(Texte source):
+++

La question se pose: jusqu’où doit aller l'UAW pour qu'il ne soit plus considéré comme une «organisation de travailleurs» ? On ne juge pas une organisation à l’image qu’elle se donne, mais par ce qu'elle est et ce qu'elle fait. Dans toutes ses démarches, l'UAW a démontré qu'il s'agit d'une organisation criminelle et une division des directions des grandes entreprises.

En échange de pots-de-vin, les dirigeants de l'UAW ont cédé les emplois, les salaires et les conditions de travail des travailleurs de l'automobile, provoquant des souffrances incalculables aux travailleurs et à leurs familles.

Au cours des 40 dernières années, à commencer par le sauvetage de Chrysler en 1979, lorsque le président de l’UAW a rejoint son conseil d’administration, l’UAW a négocié des accords de concessions un à la suite de l’autre, réduisant les salaires réels de plus de 50 pour cent et approuvant la destruction de plus de 600.000 emplois et la décimation de Detroit, Cleveland, Dayton et d'autres villes industrielles.

L'UAW a fait tout ce qui était en son pouvoir pour réprimer la résistance de la classe ouvrière, forçant l’acceptation d’accords par les menaces et la fraude. Lorsqu’il est contraint d’appeler à la grève, comme cela a été le cas avec la grève de 40 jours contre GM cette année, ce n’est pas pour combattre l'entreprise, mais pour affaiblir les travailleurs par des indemnités de grève de misère et finalement imposer les exigences de la direction.

L'UAW oppose systématiquement les travailleurs les uns aux autres, dans différents pays, entreprises et usines, ainsi qu'entre les travailleurs selon leur différence d'âge et de «rang». Il ne rassemble pas les travailleurs, mais les divise.

+++

(Données fournies):
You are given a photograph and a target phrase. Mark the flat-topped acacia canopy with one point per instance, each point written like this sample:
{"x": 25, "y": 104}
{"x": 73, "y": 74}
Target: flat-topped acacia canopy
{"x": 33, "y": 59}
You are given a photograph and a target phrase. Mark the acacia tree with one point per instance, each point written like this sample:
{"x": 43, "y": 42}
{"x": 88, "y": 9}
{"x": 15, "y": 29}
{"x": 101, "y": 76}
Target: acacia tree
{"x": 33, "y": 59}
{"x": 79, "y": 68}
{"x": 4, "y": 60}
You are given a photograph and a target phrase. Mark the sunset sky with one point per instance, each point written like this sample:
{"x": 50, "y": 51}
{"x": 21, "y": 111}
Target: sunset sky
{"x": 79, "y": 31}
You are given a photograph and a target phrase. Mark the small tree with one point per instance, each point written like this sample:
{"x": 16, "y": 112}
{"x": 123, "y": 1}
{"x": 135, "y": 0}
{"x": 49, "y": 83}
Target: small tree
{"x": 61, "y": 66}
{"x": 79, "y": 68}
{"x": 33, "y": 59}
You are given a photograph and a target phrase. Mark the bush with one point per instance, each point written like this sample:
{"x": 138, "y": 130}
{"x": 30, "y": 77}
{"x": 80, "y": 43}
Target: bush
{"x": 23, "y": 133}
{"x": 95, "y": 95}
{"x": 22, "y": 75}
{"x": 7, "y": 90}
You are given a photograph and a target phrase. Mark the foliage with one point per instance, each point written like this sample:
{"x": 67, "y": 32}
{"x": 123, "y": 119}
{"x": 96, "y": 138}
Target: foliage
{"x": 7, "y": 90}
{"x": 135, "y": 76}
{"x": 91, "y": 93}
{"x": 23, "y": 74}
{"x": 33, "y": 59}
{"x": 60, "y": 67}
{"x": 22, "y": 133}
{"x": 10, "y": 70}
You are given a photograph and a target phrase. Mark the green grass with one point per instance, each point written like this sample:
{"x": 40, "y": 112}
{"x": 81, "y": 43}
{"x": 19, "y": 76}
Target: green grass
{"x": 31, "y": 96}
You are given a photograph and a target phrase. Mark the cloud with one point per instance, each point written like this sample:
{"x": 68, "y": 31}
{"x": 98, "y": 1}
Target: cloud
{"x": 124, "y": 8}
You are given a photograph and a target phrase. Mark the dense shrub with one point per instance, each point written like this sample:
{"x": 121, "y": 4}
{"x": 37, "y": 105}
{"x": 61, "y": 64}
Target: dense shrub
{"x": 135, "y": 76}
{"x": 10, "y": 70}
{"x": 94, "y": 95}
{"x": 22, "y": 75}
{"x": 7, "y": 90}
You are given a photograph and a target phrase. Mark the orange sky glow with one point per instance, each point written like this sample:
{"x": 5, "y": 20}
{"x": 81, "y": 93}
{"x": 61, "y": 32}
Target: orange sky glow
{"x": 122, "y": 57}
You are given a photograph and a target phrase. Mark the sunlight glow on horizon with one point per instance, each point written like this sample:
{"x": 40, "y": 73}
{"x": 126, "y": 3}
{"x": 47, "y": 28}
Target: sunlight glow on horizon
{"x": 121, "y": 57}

+++

(Consigne): Recopiez intégralement le texte source sur l'UAW, sans en modifier un seul mot ni un seul signe.

(Réponse attendue):
La question se pose: jusqu’où doit aller l'UAW pour qu'il ne soit plus considéré comme une «organisation de travailleurs» ? On ne juge pas une organisation à l’image qu’elle se donne, mais par ce qu'elle est et ce qu'elle fait. Dans toutes ses démarches, l'UAW a démontré qu'il s'agit d'une organisation criminelle et une division des directions des grandes entreprises.

En échange de pots-de-vin, les dirigeants de l'UAW ont cédé les emplois, les salaires et les conditions de travail des travailleurs de l'automobile, provoquant des souffrances incalculables aux travailleurs et à leurs familles.

Au cours des 40 dernières années, à commencer par le sauvetage de Chrysler en 1979, lorsque le président de l’UAW a rejoint son conseil d’administration, l’UAW a négocié des accords de concessions un à la suite de l’autre, réduisant les salaires réels de plus de 50 pour cent et approuvant la destruction de plus de 600.000 emplois et la décimation de Detroit, Cleveland, Dayton et d'autres villes industrielles.

L'UAW a fait tout ce qui était en son pouvoir pour réprimer la résistance de la classe ouvrière, forçant l’acceptation d’accords par les menaces et la fraude. Lorsqu’il est contraint d’appeler à la grève, comme cela a été le cas avec la grève de 40 jours contre GM cette année, ce n’est pas pour combattre l'entreprise, mais pour affaiblir les travailleurs par des indemnités de grève de misère et finalement imposer les exigences de la direction.

L'UAW oppose systématiquement les travailleurs les uns aux autres, dans différents pays, entreprises et usines, ainsi qu'entre les travailleurs selon leur différence d'âge et de «rang». Il ne rassemble pas les travailleurs, mais les divise.